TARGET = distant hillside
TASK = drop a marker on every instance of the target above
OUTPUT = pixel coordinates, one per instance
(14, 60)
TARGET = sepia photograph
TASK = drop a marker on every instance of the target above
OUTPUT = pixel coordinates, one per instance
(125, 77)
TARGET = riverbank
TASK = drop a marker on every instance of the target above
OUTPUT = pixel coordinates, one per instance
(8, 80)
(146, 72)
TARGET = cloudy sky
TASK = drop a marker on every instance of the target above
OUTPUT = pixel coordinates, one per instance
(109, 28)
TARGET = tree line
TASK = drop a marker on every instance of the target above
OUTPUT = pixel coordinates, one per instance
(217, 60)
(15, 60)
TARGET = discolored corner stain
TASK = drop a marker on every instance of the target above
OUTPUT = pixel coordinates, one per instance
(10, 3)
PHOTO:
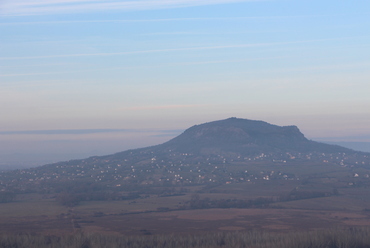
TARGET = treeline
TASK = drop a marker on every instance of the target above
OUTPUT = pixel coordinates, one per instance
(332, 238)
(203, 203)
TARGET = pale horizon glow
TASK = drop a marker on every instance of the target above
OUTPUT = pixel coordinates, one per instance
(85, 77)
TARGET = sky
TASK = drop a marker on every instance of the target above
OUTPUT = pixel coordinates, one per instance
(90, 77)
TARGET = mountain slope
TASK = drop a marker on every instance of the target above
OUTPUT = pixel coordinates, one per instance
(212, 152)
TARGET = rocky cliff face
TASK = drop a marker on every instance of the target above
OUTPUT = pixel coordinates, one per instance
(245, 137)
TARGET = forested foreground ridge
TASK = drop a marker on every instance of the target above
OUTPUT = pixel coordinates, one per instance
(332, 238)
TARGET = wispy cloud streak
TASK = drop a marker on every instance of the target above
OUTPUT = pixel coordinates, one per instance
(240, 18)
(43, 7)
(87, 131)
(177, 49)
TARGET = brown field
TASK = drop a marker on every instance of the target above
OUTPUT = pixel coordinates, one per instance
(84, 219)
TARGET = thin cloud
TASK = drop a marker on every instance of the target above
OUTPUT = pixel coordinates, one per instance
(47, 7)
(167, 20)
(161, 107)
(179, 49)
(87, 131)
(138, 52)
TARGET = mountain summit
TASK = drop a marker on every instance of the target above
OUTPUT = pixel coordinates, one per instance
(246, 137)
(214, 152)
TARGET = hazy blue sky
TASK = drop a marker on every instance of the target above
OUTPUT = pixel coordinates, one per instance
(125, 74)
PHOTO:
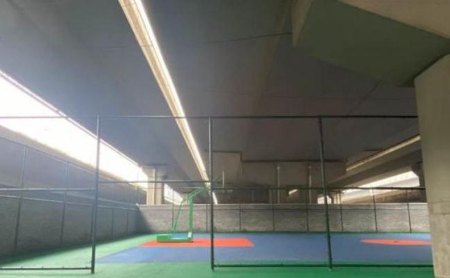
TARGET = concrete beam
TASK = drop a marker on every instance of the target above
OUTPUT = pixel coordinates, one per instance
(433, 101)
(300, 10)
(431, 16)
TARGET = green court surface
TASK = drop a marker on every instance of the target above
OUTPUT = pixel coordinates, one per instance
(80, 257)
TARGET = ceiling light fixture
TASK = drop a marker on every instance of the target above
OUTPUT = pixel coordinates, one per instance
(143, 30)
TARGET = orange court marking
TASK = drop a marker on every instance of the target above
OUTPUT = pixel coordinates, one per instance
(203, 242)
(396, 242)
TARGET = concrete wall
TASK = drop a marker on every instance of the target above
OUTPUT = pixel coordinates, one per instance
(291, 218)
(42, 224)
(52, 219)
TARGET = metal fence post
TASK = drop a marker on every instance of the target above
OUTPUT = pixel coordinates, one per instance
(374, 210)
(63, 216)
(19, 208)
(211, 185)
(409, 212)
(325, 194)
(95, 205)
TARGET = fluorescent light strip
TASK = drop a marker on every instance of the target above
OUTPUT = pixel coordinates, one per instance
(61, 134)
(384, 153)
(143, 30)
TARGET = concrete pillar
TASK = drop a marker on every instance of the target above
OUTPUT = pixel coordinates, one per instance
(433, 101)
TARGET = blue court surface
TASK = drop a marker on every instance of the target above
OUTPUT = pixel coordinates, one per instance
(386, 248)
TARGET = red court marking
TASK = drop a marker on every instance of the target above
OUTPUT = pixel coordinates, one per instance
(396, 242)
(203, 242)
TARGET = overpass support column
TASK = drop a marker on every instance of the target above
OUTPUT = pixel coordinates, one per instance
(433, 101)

---

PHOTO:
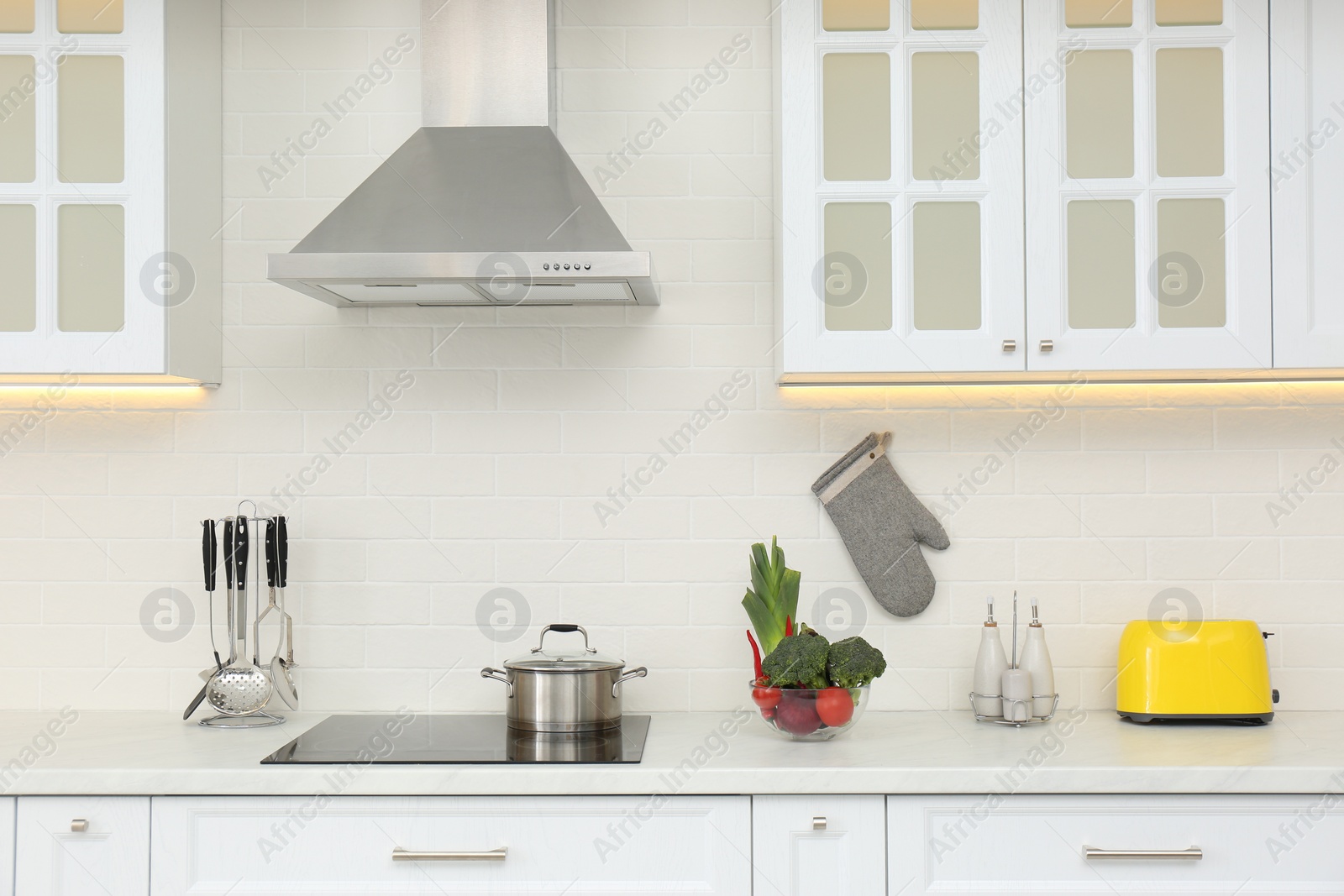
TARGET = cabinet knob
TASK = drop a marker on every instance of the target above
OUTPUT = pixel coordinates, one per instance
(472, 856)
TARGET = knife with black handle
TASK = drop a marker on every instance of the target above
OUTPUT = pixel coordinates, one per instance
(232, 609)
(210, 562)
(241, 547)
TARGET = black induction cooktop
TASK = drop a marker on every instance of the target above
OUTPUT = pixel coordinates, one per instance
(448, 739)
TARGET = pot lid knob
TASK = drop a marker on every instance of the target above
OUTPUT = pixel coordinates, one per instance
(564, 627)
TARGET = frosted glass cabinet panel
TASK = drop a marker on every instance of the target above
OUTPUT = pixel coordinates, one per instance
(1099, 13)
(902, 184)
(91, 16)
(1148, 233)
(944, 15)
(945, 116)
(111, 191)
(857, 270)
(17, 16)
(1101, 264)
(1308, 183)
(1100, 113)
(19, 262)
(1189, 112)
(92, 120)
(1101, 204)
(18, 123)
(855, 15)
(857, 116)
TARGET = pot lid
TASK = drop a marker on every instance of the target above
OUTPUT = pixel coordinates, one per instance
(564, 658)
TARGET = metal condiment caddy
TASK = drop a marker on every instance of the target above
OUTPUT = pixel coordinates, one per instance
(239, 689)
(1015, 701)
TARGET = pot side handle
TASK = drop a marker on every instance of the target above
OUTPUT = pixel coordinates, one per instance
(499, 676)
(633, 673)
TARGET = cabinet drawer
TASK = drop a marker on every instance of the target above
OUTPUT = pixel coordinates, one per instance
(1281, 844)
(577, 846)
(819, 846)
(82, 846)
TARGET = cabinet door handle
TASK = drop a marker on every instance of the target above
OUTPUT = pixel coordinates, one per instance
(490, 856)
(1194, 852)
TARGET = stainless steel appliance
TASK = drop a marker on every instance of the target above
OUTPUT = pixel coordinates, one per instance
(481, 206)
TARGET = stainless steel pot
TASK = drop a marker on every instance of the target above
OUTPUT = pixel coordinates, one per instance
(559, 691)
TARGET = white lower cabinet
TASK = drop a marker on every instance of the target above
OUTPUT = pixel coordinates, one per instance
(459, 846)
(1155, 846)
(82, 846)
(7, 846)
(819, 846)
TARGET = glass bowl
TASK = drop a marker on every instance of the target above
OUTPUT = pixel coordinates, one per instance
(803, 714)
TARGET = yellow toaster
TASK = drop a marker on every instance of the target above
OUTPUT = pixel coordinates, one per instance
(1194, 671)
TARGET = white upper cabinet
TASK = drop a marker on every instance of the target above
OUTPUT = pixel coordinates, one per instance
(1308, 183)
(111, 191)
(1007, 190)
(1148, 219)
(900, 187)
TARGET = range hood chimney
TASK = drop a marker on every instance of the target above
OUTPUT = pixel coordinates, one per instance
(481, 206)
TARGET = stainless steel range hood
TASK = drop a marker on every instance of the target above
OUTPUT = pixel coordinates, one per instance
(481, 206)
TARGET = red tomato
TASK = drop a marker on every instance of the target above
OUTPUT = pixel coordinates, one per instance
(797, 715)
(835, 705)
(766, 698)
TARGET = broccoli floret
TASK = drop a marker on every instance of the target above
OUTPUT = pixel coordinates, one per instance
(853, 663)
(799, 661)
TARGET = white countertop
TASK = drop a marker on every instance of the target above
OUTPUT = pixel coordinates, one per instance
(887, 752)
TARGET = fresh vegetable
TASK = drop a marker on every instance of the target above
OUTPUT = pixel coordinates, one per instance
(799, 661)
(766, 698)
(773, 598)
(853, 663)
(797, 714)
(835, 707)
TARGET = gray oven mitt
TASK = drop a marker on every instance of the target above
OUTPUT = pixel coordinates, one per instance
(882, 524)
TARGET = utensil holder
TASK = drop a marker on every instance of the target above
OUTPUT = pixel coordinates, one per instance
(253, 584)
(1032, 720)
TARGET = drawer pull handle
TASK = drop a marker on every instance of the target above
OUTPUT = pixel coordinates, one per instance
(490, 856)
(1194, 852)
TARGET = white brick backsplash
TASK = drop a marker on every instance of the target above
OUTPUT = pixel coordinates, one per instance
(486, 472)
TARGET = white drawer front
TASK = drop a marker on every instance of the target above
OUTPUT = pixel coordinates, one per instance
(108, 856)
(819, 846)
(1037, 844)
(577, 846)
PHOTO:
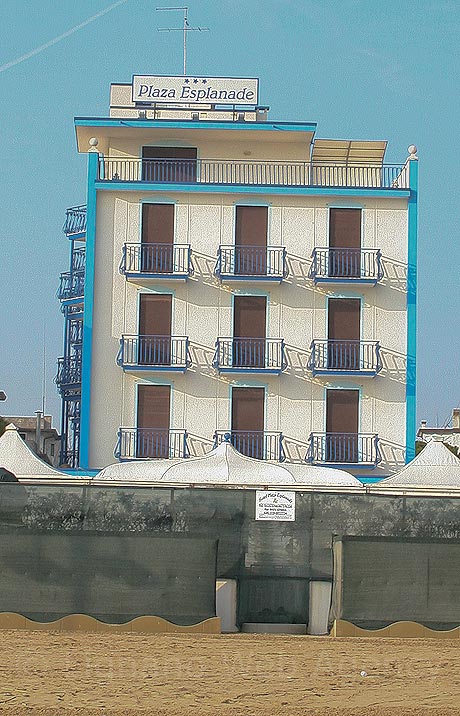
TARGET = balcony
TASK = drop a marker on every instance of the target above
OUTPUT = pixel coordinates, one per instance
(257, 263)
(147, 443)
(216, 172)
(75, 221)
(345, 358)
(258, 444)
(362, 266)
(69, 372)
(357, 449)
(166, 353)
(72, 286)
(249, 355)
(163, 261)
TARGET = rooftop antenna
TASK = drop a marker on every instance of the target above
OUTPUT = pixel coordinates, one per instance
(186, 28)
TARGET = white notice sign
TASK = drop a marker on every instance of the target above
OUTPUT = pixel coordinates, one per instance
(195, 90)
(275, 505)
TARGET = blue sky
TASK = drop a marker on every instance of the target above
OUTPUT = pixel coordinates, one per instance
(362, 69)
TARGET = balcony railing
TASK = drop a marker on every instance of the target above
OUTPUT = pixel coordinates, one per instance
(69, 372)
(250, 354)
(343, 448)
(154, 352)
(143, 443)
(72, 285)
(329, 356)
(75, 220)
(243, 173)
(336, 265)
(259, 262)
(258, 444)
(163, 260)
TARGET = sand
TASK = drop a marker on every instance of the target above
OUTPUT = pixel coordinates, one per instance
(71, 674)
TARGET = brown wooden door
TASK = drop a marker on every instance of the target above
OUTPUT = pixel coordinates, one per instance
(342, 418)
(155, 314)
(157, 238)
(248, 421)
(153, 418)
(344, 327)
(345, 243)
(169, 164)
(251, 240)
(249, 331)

...

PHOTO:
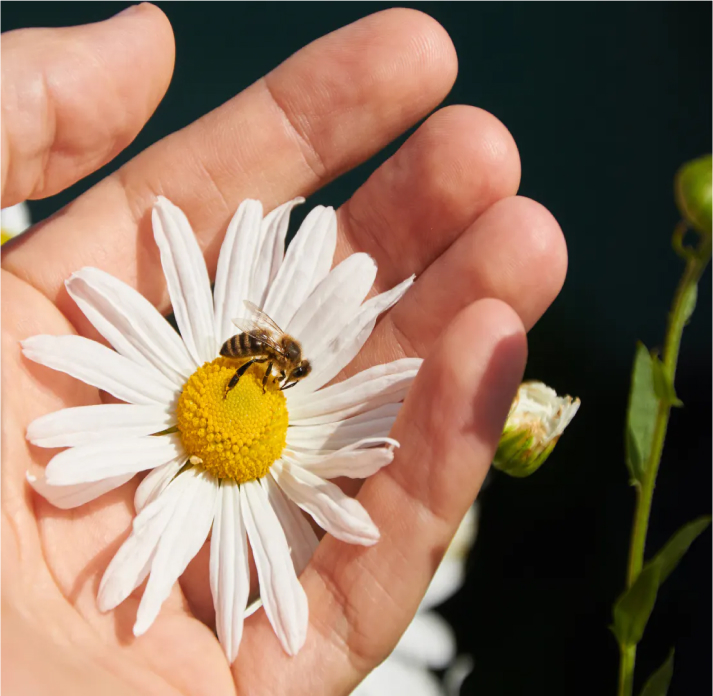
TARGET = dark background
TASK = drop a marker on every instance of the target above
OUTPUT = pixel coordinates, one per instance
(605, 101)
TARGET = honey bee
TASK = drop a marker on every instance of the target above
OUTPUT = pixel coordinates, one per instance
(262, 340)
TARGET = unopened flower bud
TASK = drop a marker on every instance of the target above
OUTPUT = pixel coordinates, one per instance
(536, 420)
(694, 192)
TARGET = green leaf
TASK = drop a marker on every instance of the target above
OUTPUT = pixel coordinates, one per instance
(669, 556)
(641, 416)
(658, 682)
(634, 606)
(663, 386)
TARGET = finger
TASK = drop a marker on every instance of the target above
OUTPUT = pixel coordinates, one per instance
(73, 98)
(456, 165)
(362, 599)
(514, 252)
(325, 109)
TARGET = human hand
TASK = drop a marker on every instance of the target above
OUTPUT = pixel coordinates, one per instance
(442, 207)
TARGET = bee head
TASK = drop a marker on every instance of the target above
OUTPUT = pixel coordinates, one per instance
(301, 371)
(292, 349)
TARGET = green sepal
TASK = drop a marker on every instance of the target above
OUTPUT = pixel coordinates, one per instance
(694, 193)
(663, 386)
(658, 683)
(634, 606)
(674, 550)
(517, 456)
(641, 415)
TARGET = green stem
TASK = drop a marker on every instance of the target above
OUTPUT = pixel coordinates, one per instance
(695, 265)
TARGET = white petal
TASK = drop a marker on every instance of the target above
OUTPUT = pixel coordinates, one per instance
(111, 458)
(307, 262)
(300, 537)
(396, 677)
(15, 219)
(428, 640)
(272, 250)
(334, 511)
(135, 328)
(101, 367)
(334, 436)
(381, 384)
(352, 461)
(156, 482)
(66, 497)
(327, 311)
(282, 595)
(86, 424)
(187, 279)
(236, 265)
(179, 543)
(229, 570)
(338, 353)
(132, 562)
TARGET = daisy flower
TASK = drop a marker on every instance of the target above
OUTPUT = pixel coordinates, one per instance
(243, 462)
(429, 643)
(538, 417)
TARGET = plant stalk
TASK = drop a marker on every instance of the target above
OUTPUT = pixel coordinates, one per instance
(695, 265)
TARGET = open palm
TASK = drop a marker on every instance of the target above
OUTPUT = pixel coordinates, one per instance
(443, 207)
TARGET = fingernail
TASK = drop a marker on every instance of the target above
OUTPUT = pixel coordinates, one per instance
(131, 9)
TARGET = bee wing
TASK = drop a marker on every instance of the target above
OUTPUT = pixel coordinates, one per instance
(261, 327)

* _What the task requires_
Can you rewrite the records from the line holding "TARGET = stainless steel appliance" through the line holding "(1032, 720)", both ends included, as a numbered list with any blank lines dropped?

* _Problem solution_
1. TARGET = stainless steel appliance
2. TASK = drop a marker on every instance of the target above
3. OUTPUT = pixel coordinates, one per instance
4. (481, 206)
5. TARGET = stainless steel pot
6. TASK = drop a marker on every instance of the target above
7. OUTPUT = pixel coordinates, one per instance
8. (559, 691)
9. TARGET = white lower cabinet
10. TASK = drop a marker on every instance of the target above
11. OUTPUT = pixel coordinates, one per instance
12. (459, 846)
13. (1155, 846)
14. (82, 846)
15. (7, 846)
16. (819, 846)
17. TARGET = glass bowl
18. TASK = drop a marker on every instance of the target above
19. OUTPUT = pixel coordinates, one per instance
20. (803, 714)
21. TARGET = yellow toaster
22. TASK = drop a marker on every instance of the target above
23. OUTPUT = pixel coordinates, one per instance
24. (1194, 671)
25. TARGET = white upper cabinet
26. TASK = drop a marker on every instance of the target above
27. OUTPUT = pixel coordinates, one per instance
28. (1308, 183)
29. (111, 191)
30. (1007, 190)
31. (1148, 219)
32. (900, 187)
33. TARGET = range hood chimney
34. TASK = drop a marker on every instance of the target above
35. OUTPUT = pixel coordinates, one per instance
36. (481, 206)
37. TARGET = stainless steel range hood
38. TASK = drop a marker on every instance of the target above
39. OUTPUT = pixel coordinates, one per instance
40. (481, 206)
41. TARGET = red tomato
42. TASK = drop a marker on every instance of the target above
43. OUTPUT = pixel coordinates, one per instance
44. (797, 715)
45. (835, 705)
46. (766, 698)
47. TARGET = broccoli floret
48. TASK = drop a marker on every instance of the target above
49. OUTPUT = pixel coordinates, one per instance
50. (853, 663)
51. (799, 661)
52. TARGET = white countertop
53. TASK = drop a marker on every instance of the target above
54. OUTPUT = pixel coordinates, one per instance
55. (887, 752)
56. TARGET = fresh vegetable
57. TASK = drop a marker on every instance of the target above
58. OUTPUT = pixel coordinates, one per instance
59. (799, 661)
60. (766, 698)
61. (773, 598)
62. (853, 663)
63. (797, 714)
64. (835, 707)
65. TARGET = gray oven mitt
66. TASK = drop a marker on every instance of the target above
67. OUTPUT = pixel coordinates, one per instance
68. (882, 524)
69. TARGET = utensil holder
70. TASK = drop a marker on every instance of the target above
71. OUTPUT = pixel coordinates, one per instance
72. (253, 584)
73. (1032, 720)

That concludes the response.